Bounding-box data

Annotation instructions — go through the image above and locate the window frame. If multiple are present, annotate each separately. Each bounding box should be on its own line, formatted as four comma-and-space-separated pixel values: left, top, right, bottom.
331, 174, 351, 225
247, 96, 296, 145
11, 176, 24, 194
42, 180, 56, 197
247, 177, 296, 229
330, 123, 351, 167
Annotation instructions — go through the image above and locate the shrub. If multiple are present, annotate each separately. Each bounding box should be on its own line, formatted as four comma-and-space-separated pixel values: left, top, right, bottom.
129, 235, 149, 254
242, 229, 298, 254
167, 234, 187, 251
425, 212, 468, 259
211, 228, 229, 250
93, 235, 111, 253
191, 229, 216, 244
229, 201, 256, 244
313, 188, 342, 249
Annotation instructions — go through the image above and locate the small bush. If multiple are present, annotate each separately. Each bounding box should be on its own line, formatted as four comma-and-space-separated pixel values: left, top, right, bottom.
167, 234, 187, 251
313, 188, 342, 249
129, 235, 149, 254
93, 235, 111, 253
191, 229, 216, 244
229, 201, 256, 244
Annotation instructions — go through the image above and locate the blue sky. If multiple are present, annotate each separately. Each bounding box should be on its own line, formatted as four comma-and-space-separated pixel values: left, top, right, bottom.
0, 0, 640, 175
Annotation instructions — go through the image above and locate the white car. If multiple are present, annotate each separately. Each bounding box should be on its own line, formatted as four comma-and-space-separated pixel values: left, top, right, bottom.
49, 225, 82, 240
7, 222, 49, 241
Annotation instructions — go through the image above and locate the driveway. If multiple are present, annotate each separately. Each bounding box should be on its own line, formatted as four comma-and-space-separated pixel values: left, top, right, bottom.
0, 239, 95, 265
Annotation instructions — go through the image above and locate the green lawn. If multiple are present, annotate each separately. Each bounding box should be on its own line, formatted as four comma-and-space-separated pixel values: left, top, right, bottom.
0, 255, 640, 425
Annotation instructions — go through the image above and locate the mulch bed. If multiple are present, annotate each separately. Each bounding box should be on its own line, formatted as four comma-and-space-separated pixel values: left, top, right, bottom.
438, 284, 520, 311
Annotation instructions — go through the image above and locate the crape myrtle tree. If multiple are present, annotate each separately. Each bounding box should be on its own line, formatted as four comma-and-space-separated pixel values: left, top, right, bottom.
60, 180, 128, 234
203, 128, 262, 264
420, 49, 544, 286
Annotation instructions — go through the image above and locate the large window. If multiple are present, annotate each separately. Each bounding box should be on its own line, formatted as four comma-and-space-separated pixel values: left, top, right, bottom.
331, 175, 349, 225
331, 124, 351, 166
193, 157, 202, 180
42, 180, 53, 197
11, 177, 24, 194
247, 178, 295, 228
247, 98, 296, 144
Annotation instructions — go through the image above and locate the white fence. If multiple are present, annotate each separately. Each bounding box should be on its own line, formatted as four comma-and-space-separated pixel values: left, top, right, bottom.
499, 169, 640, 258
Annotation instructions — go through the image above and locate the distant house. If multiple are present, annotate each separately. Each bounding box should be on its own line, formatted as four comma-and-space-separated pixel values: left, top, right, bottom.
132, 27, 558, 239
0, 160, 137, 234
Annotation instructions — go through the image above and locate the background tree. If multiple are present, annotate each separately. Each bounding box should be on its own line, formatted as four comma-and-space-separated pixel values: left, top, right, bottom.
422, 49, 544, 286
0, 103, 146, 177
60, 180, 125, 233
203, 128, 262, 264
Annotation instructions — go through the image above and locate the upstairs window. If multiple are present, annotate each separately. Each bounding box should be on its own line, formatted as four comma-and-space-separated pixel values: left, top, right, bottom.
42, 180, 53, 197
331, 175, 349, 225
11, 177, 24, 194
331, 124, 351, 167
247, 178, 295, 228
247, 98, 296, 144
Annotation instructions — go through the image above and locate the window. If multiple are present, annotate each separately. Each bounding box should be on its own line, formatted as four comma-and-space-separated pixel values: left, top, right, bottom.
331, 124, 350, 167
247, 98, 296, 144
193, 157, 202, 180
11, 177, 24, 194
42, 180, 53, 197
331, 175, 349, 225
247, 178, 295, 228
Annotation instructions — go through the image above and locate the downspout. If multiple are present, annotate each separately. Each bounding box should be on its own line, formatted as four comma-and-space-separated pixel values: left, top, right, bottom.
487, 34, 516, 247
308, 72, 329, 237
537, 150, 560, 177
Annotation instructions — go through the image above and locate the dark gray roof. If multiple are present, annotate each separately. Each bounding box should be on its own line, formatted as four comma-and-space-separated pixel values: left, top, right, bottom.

**INSTRUCTIONS FOR THE TASK**
Reproduce all of the data above verbatim, line by line, without changing anything.

**ANSWER**
Annotation instructions — go through the image above and locate the window frame. If multiple are present, annotate each separately. Each bounding box should be on its own line, formatted as four comma-and-space-separated pixel values: left, top, right, bottom.
331, 174, 351, 225
247, 96, 296, 145
11, 176, 24, 194
42, 180, 56, 197
247, 177, 296, 229
330, 123, 351, 167
Annotation instructions — go through the image above and locate the shrub. If multiple are present, annotate each separately. Each bounding box should be on its own line, formatted as four comma-and-space-separated pixel values: left, top, right, bottom.
129, 235, 149, 254
242, 229, 298, 254
167, 234, 187, 251
425, 212, 468, 259
211, 228, 229, 250
93, 235, 111, 253
191, 229, 216, 244
229, 201, 256, 244
313, 188, 342, 249
Annotation instructions — go through the image above and locate the small bush. If multiple are present, annotate each separately. Each bounding box should be on its own line, formatted as four comma-and-space-separated pixel values: left, top, right, bottom.
167, 234, 187, 251
313, 188, 342, 249
129, 235, 149, 254
93, 235, 111, 253
191, 229, 216, 244
229, 201, 256, 244
Annotation instructions — go through the image above and locate the blue sky. If multiple are present, annotate each separately. Each bounding box should be on its own line, formatted as four comma-and-space-separated pixel values: left, top, right, bottom.
0, 0, 640, 175
Annotation instructions — go through the image above and locate the white car. If multiple are present, annotate each separately. Each bounding box should be on its own line, formatted as four comma-and-space-separated pixel values: left, top, right, bottom.
49, 225, 82, 240
7, 222, 49, 241
Annotation instructions — go through the image above and locate the driveway. If multiple are present, annotate each separately. Each bounding box should be on its own line, formatted as four comma-and-space-separated pixel values: left, top, right, bottom.
0, 239, 95, 265
Annotation instructions — go through the image above and locate the green lawn. If multiple are present, annotate each separately. Each bounding box should be on its own line, formatted as four comma-and-space-separated pixel values: left, top, right, bottom.
0, 255, 640, 425
Annotation instructions — go through the image above and locate the mulch bed. If multiple are present, annotate each separately. Each bounding box should be on its own line, formatted as four comma-and-space-separated pixel values: left, top, right, bottom.
438, 284, 520, 311
Annotation instructions — go through the image above and locate the crape myrtle tree. If multiple are present, annotate each separately. Each bounding box should be on its own line, formatted as four comma-and-space-separated pixel values: left, top, right, bottom.
60, 180, 128, 234
203, 128, 262, 264
420, 49, 544, 286
Annotation instructions — go through the image above and locate the large window. If multiple are present, annotate each separately. Each bounding box should be on its own line, formatted as four comma-and-space-separated pixel values: left, top, right, bottom.
331, 175, 349, 225
331, 124, 351, 166
193, 157, 202, 180
42, 180, 53, 197
11, 177, 24, 194
247, 178, 295, 228
247, 98, 296, 144
Annotation instructions — go through the image above and locate the white fence. If multiple are present, annotate each separately. Each bounding box should be on its own line, formatted as four comma-and-space-separated pixel values: left, top, right, bottom.
499, 169, 640, 258
Annotation instructions — go through the image above and locate the distant house. If multiple are present, annotate each separately. Each bounding box should be on its own line, formatted as four comma-and-space-separated pixel values: left, top, right, bottom.
132, 27, 558, 239
0, 160, 137, 234
Annotation instructions — go through the image above and locate the background tree. If multiple are present, annotate each separately. Each bounding box should be on its own line, formatted as four comma-and-space-separated pixel values: left, top, right, bottom.
422, 49, 544, 286
0, 103, 146, 177
60, 180, 125, 233
203, 128, 262, 264
Annotation instructions — go through the image above and locate the upstairs window. If multiple are present, annotate each separately. Each bounding box should be on its own line, formatted as four comma-and-space-separated pixel values: left, top, right, bottom.
42, 180, 53, 197
331, 175, 349, 225
11, 177, 24, 194
331, 124, 351, 167
247, 178, 295, 228
247, 98, 296, 144
Annotation instructions — go through the image above and locate the window. If multiple are present, annotate each separately. Each bounding box should be on its own line, formatted as four comma-and-space-separated pixel values: left, top, right, bottom.
331, 124, 350, 167
247, 98, 296, 144
193, 157, 202, 180
11, 177, 24, 194
42, 180, 53, 197
331, 175, 349, 225
247, 178, 295, 228
Annotation instructions — go through the image above and locate the downspout. If multiple are present, annotate each separately. Each bounding box should be on its own line, formatted as four comma-and-space-separated pixel values: left, top, right, bottom.
487, 34, 516, 247
308, 72, 329, 237
537, 150, 560, 177
Annotation instructions — go through the image above and locate the dark gray roof. If multiple are present, annotate each separately. Each bounding box should be on its own line, formatted as four comma-and-space-separated pixel values: left, top, right, bottom.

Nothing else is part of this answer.